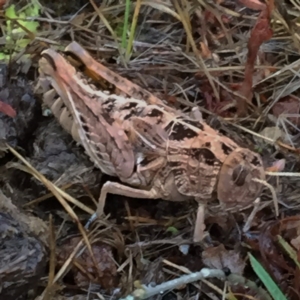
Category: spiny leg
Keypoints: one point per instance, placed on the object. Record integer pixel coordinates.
(199, 224)
(122, 190)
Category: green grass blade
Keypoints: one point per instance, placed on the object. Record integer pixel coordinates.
(271, 286)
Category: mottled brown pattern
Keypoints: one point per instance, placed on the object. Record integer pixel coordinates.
(161, 152)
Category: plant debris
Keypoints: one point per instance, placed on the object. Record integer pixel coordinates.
(238, 63)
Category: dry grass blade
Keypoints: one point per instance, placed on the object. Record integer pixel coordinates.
(60, 196)
(187, 26)
(106, 23)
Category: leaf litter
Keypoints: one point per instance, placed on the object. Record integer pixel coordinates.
(238, 61)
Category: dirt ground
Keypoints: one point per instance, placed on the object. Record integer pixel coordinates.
(238, 62)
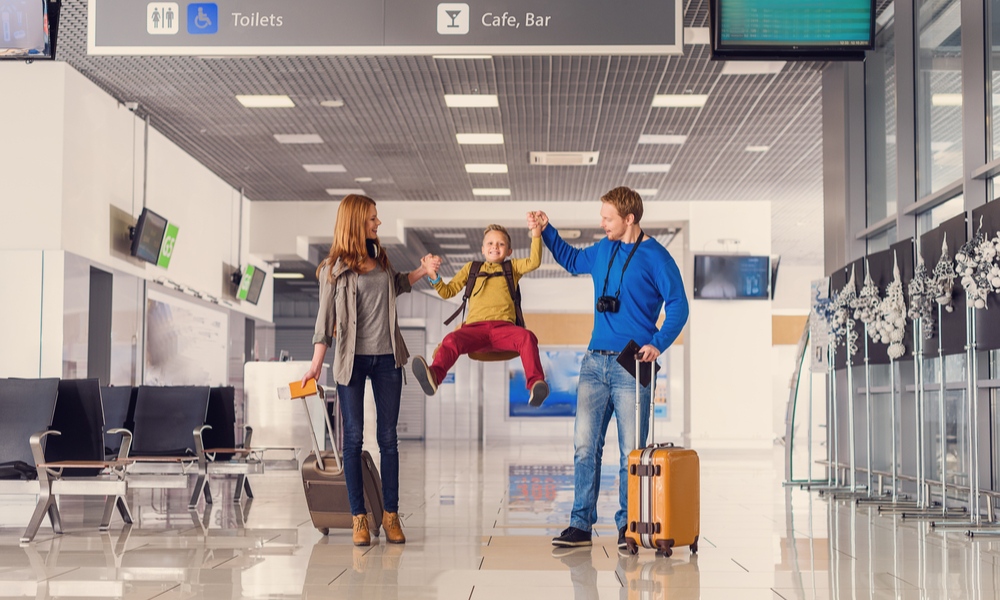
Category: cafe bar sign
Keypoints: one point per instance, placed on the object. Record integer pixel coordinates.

→ **Task directions**
Output exactly the lines from the one containing "Category: dirt ground" through the last line of the records above, both included, and leave out the pictures.

→ **Solution**
Category: dirt ground
Keypoints: one point per instance, placed on the object. Record integer pixel coordinates.
(238, 62)
Category: cafe bar sign
Keypoints: one point per instance, placed on the object. Record integer pixel coordinates.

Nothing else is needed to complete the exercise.